Extracted entries ▸
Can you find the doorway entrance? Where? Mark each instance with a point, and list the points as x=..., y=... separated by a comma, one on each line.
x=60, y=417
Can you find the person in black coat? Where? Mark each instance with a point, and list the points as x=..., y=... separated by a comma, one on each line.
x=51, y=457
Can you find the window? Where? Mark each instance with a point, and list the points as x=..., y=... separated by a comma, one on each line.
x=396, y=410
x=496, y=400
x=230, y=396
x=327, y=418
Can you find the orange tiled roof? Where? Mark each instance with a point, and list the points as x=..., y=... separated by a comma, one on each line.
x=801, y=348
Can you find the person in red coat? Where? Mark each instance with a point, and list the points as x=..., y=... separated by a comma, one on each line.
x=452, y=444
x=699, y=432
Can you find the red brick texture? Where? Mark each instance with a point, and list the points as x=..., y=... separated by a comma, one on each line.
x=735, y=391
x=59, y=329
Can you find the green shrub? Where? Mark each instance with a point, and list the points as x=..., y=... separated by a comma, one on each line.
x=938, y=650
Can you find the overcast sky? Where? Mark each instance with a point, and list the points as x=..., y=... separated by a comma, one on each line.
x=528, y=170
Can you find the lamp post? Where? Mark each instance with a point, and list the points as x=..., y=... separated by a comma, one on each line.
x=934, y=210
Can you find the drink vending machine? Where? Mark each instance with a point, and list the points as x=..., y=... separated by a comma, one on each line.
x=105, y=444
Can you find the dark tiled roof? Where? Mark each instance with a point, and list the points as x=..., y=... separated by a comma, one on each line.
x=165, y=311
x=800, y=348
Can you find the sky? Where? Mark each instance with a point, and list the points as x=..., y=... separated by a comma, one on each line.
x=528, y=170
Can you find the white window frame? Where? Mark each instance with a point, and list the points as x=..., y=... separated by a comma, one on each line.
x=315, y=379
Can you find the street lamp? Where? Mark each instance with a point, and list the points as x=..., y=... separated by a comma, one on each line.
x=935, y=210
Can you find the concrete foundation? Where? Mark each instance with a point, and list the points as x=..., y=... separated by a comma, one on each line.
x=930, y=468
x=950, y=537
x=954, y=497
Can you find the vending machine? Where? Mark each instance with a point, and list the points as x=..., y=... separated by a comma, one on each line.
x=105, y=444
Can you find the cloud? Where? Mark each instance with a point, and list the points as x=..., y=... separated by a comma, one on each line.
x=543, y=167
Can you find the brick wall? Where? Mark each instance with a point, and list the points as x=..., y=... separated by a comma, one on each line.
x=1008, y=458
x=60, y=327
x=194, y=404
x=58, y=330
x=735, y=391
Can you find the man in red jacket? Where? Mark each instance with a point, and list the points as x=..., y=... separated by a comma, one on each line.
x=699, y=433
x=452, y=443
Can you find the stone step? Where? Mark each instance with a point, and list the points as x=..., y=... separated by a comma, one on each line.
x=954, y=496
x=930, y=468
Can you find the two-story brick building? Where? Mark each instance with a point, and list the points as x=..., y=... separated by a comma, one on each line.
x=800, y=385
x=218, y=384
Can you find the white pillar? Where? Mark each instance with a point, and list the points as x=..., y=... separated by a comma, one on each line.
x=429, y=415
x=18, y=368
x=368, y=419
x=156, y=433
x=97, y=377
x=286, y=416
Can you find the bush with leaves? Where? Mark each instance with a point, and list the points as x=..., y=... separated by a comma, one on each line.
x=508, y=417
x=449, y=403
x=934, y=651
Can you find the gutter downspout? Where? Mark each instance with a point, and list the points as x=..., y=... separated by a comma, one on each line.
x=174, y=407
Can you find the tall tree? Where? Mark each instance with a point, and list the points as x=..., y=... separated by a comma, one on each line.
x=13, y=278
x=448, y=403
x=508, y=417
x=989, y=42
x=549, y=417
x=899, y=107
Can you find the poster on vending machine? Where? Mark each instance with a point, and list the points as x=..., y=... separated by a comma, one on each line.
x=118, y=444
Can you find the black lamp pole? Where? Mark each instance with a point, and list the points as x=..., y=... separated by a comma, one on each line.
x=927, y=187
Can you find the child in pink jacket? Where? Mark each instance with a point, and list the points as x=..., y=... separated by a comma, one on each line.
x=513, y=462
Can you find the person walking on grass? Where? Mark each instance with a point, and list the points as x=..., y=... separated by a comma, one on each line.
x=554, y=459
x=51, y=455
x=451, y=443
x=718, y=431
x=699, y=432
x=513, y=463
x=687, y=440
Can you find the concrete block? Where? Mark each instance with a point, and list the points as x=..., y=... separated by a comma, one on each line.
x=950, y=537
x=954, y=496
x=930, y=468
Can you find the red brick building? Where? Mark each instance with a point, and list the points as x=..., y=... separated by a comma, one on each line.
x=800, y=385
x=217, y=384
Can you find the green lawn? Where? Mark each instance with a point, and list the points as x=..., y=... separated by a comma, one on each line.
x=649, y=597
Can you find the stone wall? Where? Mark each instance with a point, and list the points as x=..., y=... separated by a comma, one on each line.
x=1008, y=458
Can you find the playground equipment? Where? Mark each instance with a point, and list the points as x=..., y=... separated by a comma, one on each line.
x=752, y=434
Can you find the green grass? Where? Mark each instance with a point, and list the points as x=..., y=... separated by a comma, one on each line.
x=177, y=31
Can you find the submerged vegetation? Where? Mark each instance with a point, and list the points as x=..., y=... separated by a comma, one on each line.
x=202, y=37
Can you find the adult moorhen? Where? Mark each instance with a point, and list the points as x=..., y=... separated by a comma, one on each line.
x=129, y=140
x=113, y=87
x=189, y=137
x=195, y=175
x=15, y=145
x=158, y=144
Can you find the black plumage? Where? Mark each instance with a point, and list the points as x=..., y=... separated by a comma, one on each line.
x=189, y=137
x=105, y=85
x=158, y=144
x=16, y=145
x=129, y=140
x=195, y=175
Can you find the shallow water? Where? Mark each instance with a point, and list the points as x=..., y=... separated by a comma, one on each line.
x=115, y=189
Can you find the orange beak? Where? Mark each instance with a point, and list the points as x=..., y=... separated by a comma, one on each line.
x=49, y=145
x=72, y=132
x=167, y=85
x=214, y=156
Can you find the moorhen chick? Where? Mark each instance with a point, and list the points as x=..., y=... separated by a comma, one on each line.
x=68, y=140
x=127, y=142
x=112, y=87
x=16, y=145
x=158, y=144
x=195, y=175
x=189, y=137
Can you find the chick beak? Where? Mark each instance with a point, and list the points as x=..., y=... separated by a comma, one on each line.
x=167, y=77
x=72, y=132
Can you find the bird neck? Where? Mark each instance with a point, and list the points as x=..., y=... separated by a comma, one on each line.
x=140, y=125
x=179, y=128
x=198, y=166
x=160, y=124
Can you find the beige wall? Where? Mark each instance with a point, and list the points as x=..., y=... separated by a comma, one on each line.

Required work ▸ Render every line of the listing above as a Markdown table with the columns No and Line. Number the rows in order and leave out blank lines.

Finished answer ▸
| No | Line |
|---|---|
| 1 | Can you find the doorway entrance? Where? Mark each instance with a point, and list the points as x=..., y=... separated by a comma, one on each line. |
| 2 | x=60, y=417 |
| 3 | Can you find the person in black coat? Where? Mark each instance with a point, and list the points as x=..., y=... separated by a comma, one on each line. |
| 4 | x=51, y=457 |
| 5 | Can you find the window? Where? Mark each instance with a point, and list the points as x=..., y=... separated by a comma, one on each line. |
| 6 | x=396, y=410 |
| 7 | x=496, y=400 |
| 8 | x=230, y=396 |
| 9 | x=327, y=418 |
| 10 | Can you find the orange tiled roof? Where? Mark each instance with a point, and list the points as x=..., y=... separated by a comma, one on each line. |
| 11 | x=801, y=348 |
| 12 | Can you find the person in red coat? Where? Mark each instance with a point, and list the points as x=..., y=... separated by a comma, one on each line. |
| 13 | x=452, y=444 |
| 14 | x=699, y=432 |
| 15 | Can you find the red brick texture? Where? Mark each instance with a point, and list the points as x=..., y=... separated by a comma, one on each line. |
| 16 | x=735, y=391 |
| 17 | x=59, y=329 |
| 18 | Can you find the green shrub? Where? Mark each instance with a point, and list the points as x=..., y=... separated by a comma, one on each line. |
| 19 | x=938, y=650 |
| 20 | Can you find the overcast sky? Where? Mark each instance with a point, and list the points as x=..., y=... separated by a comma, one on each line. |
| 21 | x=528, y=170 |
| 22 | Can you find the lamp post? Where? Mark each instance with a point, and list the points as x=..., y=... separated by a comma, one on each line. |
| 23 | x=934, y=210 |
| 24 | Can you find the drink vending machine? Where? Mark each instance with a point, and list the points as x=..., y=... separated by a comma, one on each line. |
| 25 | x=105, y=444 |
| 26 | Can you find the dark tiled roof? Where? Mark each instance with a point, and list the points as x=..., y=... separated by a comma, one on each line. |
| 27 | x=165, y=311 |
| 28 | x=800, y=348 |
| 29 | Can you find the sky? Where? Mark each instance with a point, and list the points as x=..., y=... separated by a comma, one on each line. |
| 30 | x=528, y=170 |
| 31 | Can you find the white window frame? Where? Mark each instance with a point, and list the points as x=..., y=... separated by a comma, one on each line. |
| 32 | x=315, y=379 |
| 33 | Can you find the street lamp? Where? Mark each instance with a point, and list the points as x=..., y=... separated by a comma, one on each line. |
| 34 | x=935, y=210 |
| 35 | Can you find the concrete foundation? Where? Mark each instance with a point, and list the points as x=..., y=... separated by a comma, one on each line. |
| 36 | x=930, y=468 |
| 37 | x=950, y=537 |
| 38 | x=954, y=497 |
| 39 | Can you find the vending machine? Where? Mark each instance with a point, and list the points as x=..., y=... separated by a comma, one on each line. |
| 40 | x=105, y=444 |
| 41 | Can you find the cloud? Where? Mark each instance with a point, and list the points as x=..., y=... separated by a comma, one on each line. |
| 42 | x=543, y=167 |
| 43 | Can you find the brick wall? Where? Mark each instance with a point, and list the points as x=..., y=... separated by a comma, one on each line. |
| 44 | x=1008, y=458 |
| 45 | x=60, y=327 |
| 46 | x=194, y=404 |
| 47 | x=58, y=330 |
| 48 | x=735, y=391 |
| 49 | Can you find the man in red jacket? Where? Mark each instance with a point, and list the points as x=..., y=... separated by a comma, one on each line. |
| 50 | x=699, y=433 |
| 51 | x=452, y=443 |
| 52 | Can you find the stone step? Where? Mark each instance with a point, and list the points as x=..., y=... separated by a comma, one on each line. |
| 53 | x=954, y=496 |
| 54 | x=930, y=468 |
| 55 | Can you find the two-story brick building? Where? Mark each instance with a point, and list the points as x=..., y=... separated by a comma, one on each line. |
| 56 | x=800, y=385 |
| 57 | x=218, y=384 |
| 58 | Can you find the white pillar? Where? Mark each instance with a point, and list the points as x=..., y=... separated by a comma, one on each line. |
| 59 | x=429, y=415 |
| 60 | x=18, y=368 |
| 61 | x=368, y=419 |
| 62 | x=156, y=433 |
| 63 | x=97, y=377 |
| 64 | x=286, y=416 |
| 65 | Can you find the bush with leaves? Where? Mark each instance with a point, and list the points as x=..., y=... separated by a comma, one on each line. |
| 66 | x=508, y=417 |
| 67 | x=449, y=403 |
| 68 | x=934, y=651 |
| 69 | Can you find the gutter downspout? Where? Mark each instance with a point, and list the points as x=..., y=... separated by a comma, one on each line. |
| 70 | x=174, y=407 |
| 71 | Can you find the tall tree? Where? Mark each instance with a point, and list the points as x=..., y=... separated by a comma, one on each line. |
| 72 | x=13, y=278 |
| 73 | x=448, y=403 |
| 74 | x=508, y=417 |
| 75 | x=989, y=42 |
| 76 | x=549, y=417 |
| 77 | x=899, y=107 |
| 78 | Can you find the poster on vending machine? Where? Mark each instance with a point, and list the points as x=..., y=... separated by a comma, one on each line. |
| 79 | x=118, y=444 |
| 80 | Can you find the black lamp pole? Where? Mark each instance with a point, and list the points as x=..., y=... separated by a comma, one on each line. |
| 81 | x=927, y=187 |
| 82 | Can you find the child in pink jacket? Where? Mark each instance with a point, and list the points as x=..., y=... separated by a comma, one on each line. |
| 83 | x=513, y=462 |
| 84 | Can you find the person walking on grass? Where? Mark each instance with a point, and list the points as x=..., y=... separated by a comma, one on each line. |
| 85 | x=554, y=459 |
| 86 | x=51, y=455 |
| 87 | x=451, y=443 |
| 88 | x=718, y=431 |
| 89 | x=699, y=432 |
| 90 | x=513, y=463 |
| 91 | x=687, y=440 |
| 92 | Can you find the concrete block? Where? Mark each instance with a point, and list the points as x=..., y=... separated by a comma, one on each line. |
| 93 | x=950, y=537 |
| 94 | x=954, y=496 |
| 95 | x=930, y=468 |
| 96 | Can you find the red brick building? Where? Mark each instance with a point, and list the points as x=..., y=... separated by a comma, one on each line. |
| 97 | x=800, y=385 |
| 98 | x=217, y=384 |
| 99 | Can you find the green lawn? Where? Mark each instance with a point, and list the points as x=..., y=... separated by a comma, one on each line. |
| 100 | x=649, y=597 |
| 101 | Can you find the stone wall? Where? Mark each instance with a point, and list the points as x=..., y=... separated by a comma, one on each line. |
| 102 | x=1008, y=458 |
| 103 | Can you find the playground equipment? Where? Mark each instance with a point, and list the points as x=..., y=... separated by a comma, one on each line. |
| 104 | x=752, y=434 |
| 105 | Can you find the green grass? Where? Mark each instance with a point, and list the points as x=..., y=... separated by a comma, one on each line. |
| 106 | x=177, y=31 |
| 107 | Can you find the submerged vegetation? Where? Mark each instance with a point, and list the points as x=..., y=... separated by a comma, one on each line. |
| 108 | x=202, y=37 |
| 109 | Can you find the adult moorhen? Where? Mark each instance with a point, and list the points as x=..., y=... separated by a comma, one on each line. |
| 110 | x=129, y=140 |
| 111 | x=113, y=87 |
| 112 | x=189, y=137 |
| 113 | x=195, y=175 |
| 114 | x=15, y=145 |
| 115 | x=158, y=144 |
| 116 | Can you find the black plumage? Where? Mark each instance with a point, and list the points as x=..., y=... separated by a comma, one on each line. |
| 117 | x=189, y=137 |
| 118 | x=105, y=85 |
| 119 | x=158, y=144 |
| 120 | x=16, y=145 |
| 121 | x=129, y=140 |
| 122 | x=195, y=175 |
| 123 | Can you find the shallow water? Where? Mark each instance with a point, and list the points as x=..., y=... separated by a comma, one on each line. |
| 124 | x=115, y=189 |
| 125 | Can you find the orange beak? Where? Mark each instance with a point, and list the points as x=..., y=... separated by a comma, one on each line. |
| 126 | x=49, y=145 |
| 127 | x=72, y=132 |
| 128 | x=167, y=85 |
| 129 | x=214, y=156 |
| 130 | Can you find the moorhen chick? Where? Mark each instance with a point, and list the points as x=..., y=... separated by a comma, one on each line. |
| 131 | x=68, y=140 |
| 132 | x=127, y=142 |
| 133 | x=112, y=87 |
| 134 | x=16, y=145 |
| 135 | x=158, y=144 |
| 136 | x=195, y=175 |
| 137 | x=189, y=137 |
| 138 | Can you find the chick beak? Where? Mark each instance with a point, and list the points as x=..., y=... separated by a comma, one on each line. |
| 139 | x=167, y=77 |
| 140 | x=72, y=132 |
| 141 | Can you find the bird neck? Where? Mark each instance with a point, and list the points as x=..., y=... separated by a comma, one on each line. |
| 142 | x=140, y=125 |
| 143 | x=179, y=128 |
| 144 | x=198, y=166 |
| 145 | x=160, y=124 |
| 146 | Can you find the beige wall? Where? Mark each instance with a point, and list the points as x=..., y=... separated by a comma, one on each line. |